(Stored data entries)
○ ○ ○

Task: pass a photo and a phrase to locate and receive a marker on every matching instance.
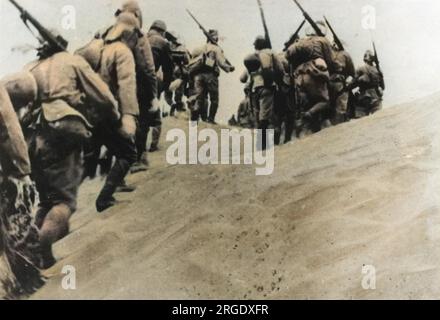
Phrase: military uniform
(206, 82)
(71, 98)
(163, 62)
(19, 238)
(312, 59)
(174, 97)
(118, 70)
(265, 71)
(370, 83)
(344, 68)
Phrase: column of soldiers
(59, 112)
(307, 87)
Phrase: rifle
(266, 30)
(205, 32)
(310, 20)
(295, 36)
(376, 60)
(54, 43)
(335, 36)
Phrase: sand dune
(363, 193)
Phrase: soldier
(19, 239)
(371, 86)
(164, 62)
(206, 81)
(284, 104)
(70, 99)
(181, 57)
(312, 59)
(118, 70)
(344, 70)
(245, 116)
(265, 71)
(147, 86)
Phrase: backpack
(92, 52)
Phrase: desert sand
(362, 193)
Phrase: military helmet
(22, 88)
(133, 7)
(261, 43)
(252, 62)
(321, 25)
(159, 25)
(125, 22)
(172, 37)
(369, 56)
(213, 32)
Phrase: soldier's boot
(105, 199)
(40, 216)
(54, 228)
(155, 139)
(262, 135)
(142, 164)
(125, 188)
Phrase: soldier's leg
(19, 238)
(156, 132)
(121, 143)
(178, 97)
(199, 97)
(213, 89)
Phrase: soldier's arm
(96, 90)
(221, 60)
(350, 68)
(145, 65)
(167, 65)
(126, 78)
(14, 156)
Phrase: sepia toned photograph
(251, 150)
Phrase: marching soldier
(181, 57)
(19, 239)
(312, 59)
(69, 99)
(265, 71)
(164, 63)
(206, 82)
(344, 72)
(118, 70)
(371, 86)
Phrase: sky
(406, 34)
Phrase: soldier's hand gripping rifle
(266, 29)
(294, 37)
(47, 39)
(205, 32)
(336, 39)
(376, 60)
(310, 20)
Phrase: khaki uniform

○ ○ ○

Task - Restate the records above exactly, less any pictures.

Written solution -
Task: pass a photo and a phrase to locate and receive a marker on every matching instance.
Phrase: military uniform
(206, 82)
(71, 98)
(163, 62)
(19, 238)
(312, 59)
(174, 97)
(118, 70)
(265, 71)
(370, 83)
(344, 68)
Phrase: column of soldiers
(59, 112)
(307, 87)
Phrase: rifle
(266, 30)
(205, 32)
(310, 20)
(295, 36)
(376, 60)
(54, 43)
(335, 36)
Phrase: sand dune
(363, 193)
Phrase: soldier
(19, 239)
(371, 86)
(164, 62)
(206, 81)
(284, 104)
(70, 99)
(181, 57)
(312, 59)
(118, 70)
(344, 70)
(245, 116)
(265, 71)
(147, 86)
Phrase: backpack
(92, 52)
Phrase: desert sand
(362, 193)
Phrase: military helmet
(22, 88)
(133, 7)
(261, 43)
(252, 62)
(321, 25)
(159, 25)
(125, 22)
(172, 37)
(369, 56)
(213, 32)
Phrase: soldier's boot
(105, 199)
(40, 216)
(54, 228)
(155, 139)
(262, 135)
(142, 164)
(125, 188)
Phrase: soldier's leg
(19, 238)
(156, 132)
(121, 143)
(178, 97)
(199, 97)
(213, 89)
Phrase: soldier's arm
(96, 90)
(221, 60)
(350, 68)
(145, 65)
(167, 65)
(126, 78)
(14, 156)
Phrase: sepia toned photograph
(251, 150)
Phrase: marching soldier
(181, 57)
(19, 239)
(312, 59)
(69, 99)
(265, 71)
(164, 63)
(206, 82)
(344, 72)
(118, 70)
(371, 86)
Phrase: sky
(406, 34)
Phrase: soldier's hand gripping rifle
(266, 29)
(294, 37)
(47, 39)
(205, 32)
(336, 39)
(376, 60)
(310, 20)
Phrase: khaki uniform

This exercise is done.